==== Gösterilen Metin ====

“Benim şiirlerim rüyalarım gibidir. Onları yalnız ben görürüm, ben hissederim, ben yorumlarım ve ben yazarım.
Doğduğum topraklar, oynadığım sokaklar, ailem, anam, babam, kardeşlerim, komşularım, arkadaşlarım, çimdiğim ırmaklar, su içtiğim, okulum, ilk aşkım, gurbet yollarım, eşim, çocuklarım,
sevdiklerim, kazandıklarım, kaybettiklerim, sevinçlerim, hüzünlerim vs. hemen hepsi yalnız benim duygu pınarımdan damla damla süzüp kalemime döktüklerimdir.”
Yukarıdaki satırlar, türkülere ses ve can veren, hüzünlendiren, kimi zaman da sevindirirken mutlu eden sanatçı Yavuz Değirmenci’ye ait.
Alternatif Yayıncılık’tan çıkan ‘Huma Kuşu’nun Kanadında, Şiir ve Denemeler’ kitabının 358 sayfasına Değirmenci, şiirlerini serpiştirmiş.
Aşkale’nin kurtuluş günü olan 3 Mart 1960’da dünyaya gelen Değirmenci, İngilizce Öğretmeni olarak görev yaparken, TRT’nin açtığı sınavı kazanarak 1984’te Türk Halk Müziği sanatçısı oldu. TRT İstanbul
Radyosu Tambur sanatçısı Pelin Değirmenci ile evli olan Şems Yağız ve Şeref Yalın isimli iki erkek evladı bulunan Yavuz Değirmenci, şiir kitabıyla ilgili şunları söyledi:
“Gurbete Giderken şiirimin, Türk Edebiyat Vakfı Dergisinde yayınlanması beni yüreklendirdi. TRT’nin Müzik kanalında hazırlayıp sunduğum ‘Memleket Havaları’ programında kendi şiirlerimi okumaya
başladım ve izleyenlerden övgü aldım. ‘Kelimelere emanet ettiğim duygularım’ benim evlatlarım gibidir. Kitabımda şiirlerimi beş bölüme ayırdım. Başlıkları şöyle: Birinci Bölüm: Karma Şiirler. İkinci Bölüm:
Ailem, Doğduğum Ev. Üçüncü Bölüm: Büyüdüğüm Topraklar. Dördüncü Bölüm: Memleketim Erzurum. Beşinci Bölüm: Karma şiirlerim.”
Sıra geldi Yavuz Değirmenci’den bir şiiri sizlerle buluşturmaya.

==== Veri Kesiti ====

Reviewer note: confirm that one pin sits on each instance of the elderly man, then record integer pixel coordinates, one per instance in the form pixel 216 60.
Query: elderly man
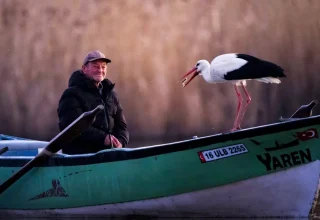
pixel 87 89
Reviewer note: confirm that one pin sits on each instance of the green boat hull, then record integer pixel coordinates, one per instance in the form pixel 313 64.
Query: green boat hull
pixel 124 176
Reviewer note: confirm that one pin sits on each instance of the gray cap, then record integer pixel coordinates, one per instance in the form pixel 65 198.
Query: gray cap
pixel 95 55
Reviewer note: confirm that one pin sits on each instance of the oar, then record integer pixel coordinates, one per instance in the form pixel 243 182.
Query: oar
pixel 68 134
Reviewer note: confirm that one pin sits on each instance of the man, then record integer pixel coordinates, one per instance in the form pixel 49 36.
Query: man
pixel 87 89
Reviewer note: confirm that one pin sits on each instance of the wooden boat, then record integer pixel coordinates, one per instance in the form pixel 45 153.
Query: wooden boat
pixel 266 171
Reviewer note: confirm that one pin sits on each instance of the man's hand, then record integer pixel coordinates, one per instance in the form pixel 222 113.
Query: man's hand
pixel 114 141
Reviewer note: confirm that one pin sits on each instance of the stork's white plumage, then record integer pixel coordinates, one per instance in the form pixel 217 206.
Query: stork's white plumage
pixel 236 68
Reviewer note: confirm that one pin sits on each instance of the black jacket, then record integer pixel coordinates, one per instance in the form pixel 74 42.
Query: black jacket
pixel 82 95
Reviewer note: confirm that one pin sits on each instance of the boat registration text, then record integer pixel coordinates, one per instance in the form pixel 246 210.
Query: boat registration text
pixel 223 152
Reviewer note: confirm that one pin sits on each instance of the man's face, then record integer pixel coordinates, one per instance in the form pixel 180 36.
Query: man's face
pixel 95 70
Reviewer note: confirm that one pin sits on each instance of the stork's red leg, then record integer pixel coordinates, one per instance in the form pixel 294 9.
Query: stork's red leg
pixel 246 105
pixel 235 124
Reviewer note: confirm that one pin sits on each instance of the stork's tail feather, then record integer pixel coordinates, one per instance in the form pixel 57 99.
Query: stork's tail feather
pixel 269 80
pixel 274 69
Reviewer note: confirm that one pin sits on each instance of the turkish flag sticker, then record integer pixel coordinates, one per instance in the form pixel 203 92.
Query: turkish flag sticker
pixel 308 134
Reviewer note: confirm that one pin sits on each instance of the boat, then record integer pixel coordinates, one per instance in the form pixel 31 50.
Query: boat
pixel 265 171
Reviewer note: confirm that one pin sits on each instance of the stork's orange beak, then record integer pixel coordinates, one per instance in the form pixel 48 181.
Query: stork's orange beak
pixel 185 81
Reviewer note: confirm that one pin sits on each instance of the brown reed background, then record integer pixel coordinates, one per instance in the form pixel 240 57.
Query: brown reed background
pixel 152 43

====

Çalışma Talimatı: Yavuz Değirmenci'nin şiir kitabını anlatan metinden "Doğduğum topraklar, oynadığım" ile "Yavuz Değirmenci’ye ait." arasındaki bölümü, iki uç da dahil olmak üzere kelimesi kelimesine aktarın.

Görevin Yanıtı:
Doğduğum topraklar, oynadığım sokaklar, ailem, anam, babam, kardeşlerim, komşularım, arkadaşlarım, çimdiğim ırmaklar, su içtiğim, okulum, ilk aşkım, gurbet yollarım, eşim, çocuklarım,
sevdiklerim, kazandıklarım, kaybettiklerim, sevinçlerim, hüzünlerim vs. hemen hepsi yalnız benim duygu pınarımdan damla damla süzüp kalemime döktüklerimdir.”
Yukarıdaki satırlar, türkülere ses ve can veren, hüzünlendiren, kimi zaman da sevindirirken mutlu eden sanatçı Yavuz Değirmenci’ye ait.